▼
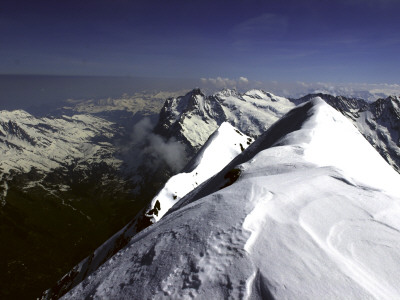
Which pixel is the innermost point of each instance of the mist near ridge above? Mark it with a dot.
(147, 150)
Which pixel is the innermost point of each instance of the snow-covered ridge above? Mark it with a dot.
(301, 221)
(194, 117)
(223, 145)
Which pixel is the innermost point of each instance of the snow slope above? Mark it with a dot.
(24, 139)
(194, 117)
(312, 213)
(224, 144)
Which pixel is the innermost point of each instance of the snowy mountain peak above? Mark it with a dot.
(223, 145)
(194, 117)
(298, 220)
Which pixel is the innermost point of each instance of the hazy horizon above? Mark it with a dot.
(29, 91)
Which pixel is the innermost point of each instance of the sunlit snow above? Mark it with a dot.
(313, 215)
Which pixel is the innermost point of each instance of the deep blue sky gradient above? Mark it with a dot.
(302, 40)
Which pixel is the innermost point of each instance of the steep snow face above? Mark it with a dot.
(379, 122)
(223, 146)
(194, 117)
(304, 218)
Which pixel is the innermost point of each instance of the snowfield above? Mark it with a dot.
▲
**Work required**
Please copy the records from the line that has "face above? Mark it with a dot." through the final line, swapping "snowfield" for "glacier" and leaving everything else unchanged. Return only those lines.

**Exercise output**
Which pixel is the innermost point of each instance of the steep snow face above? Mark it with a dot.
(379, 122)
(223, 146)
(194, 117)
(304, 218)
Which pixel is the innermost point of each instance of the glacier above? Mark it with a dot.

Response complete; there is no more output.